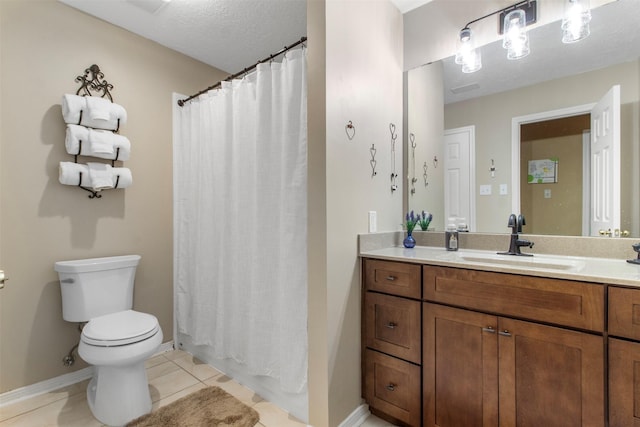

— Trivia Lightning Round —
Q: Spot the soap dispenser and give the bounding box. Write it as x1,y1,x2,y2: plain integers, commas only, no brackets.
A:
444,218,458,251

·····

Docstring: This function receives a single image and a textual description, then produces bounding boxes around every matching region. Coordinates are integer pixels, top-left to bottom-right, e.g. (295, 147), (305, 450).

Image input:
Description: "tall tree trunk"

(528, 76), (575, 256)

·····

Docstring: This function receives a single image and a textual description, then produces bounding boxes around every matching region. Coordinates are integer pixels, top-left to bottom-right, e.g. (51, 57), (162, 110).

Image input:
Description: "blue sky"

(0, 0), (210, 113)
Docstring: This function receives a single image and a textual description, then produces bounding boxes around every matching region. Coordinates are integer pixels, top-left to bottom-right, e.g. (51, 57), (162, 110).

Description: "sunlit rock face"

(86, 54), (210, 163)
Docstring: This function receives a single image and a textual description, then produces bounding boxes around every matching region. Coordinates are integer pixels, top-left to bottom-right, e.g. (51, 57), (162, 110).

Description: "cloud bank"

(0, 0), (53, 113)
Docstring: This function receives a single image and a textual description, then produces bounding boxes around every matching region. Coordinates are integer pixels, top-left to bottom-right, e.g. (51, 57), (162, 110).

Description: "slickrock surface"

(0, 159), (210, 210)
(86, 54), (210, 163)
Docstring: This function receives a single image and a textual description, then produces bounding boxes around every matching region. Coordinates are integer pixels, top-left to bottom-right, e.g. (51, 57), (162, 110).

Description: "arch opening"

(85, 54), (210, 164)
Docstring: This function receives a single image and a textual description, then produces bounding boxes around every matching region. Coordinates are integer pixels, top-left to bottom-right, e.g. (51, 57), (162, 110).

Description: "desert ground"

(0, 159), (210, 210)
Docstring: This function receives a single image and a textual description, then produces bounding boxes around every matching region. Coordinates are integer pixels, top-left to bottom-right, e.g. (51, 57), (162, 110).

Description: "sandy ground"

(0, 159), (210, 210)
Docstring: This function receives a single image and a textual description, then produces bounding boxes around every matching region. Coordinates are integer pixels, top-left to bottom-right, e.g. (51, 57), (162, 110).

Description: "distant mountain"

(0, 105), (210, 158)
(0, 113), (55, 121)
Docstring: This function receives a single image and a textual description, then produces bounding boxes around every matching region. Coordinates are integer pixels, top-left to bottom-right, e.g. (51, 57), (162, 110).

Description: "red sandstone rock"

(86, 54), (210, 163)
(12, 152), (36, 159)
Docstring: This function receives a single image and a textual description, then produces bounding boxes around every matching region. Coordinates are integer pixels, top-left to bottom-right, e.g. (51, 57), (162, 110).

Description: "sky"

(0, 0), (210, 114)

·····

Goal: Would you return, unchanged, every line of the records between the line holding "Lightning Round —" and the line holding "444,218,458,251", with both of those lines included?

Task answer:
— Trivia Lightning Round —
Q: Spot the soap dispenser and give the bounding box. Write it as x1,y1,x2,y2: plain integers, commas only, no brackets.
A:
444,218,458,251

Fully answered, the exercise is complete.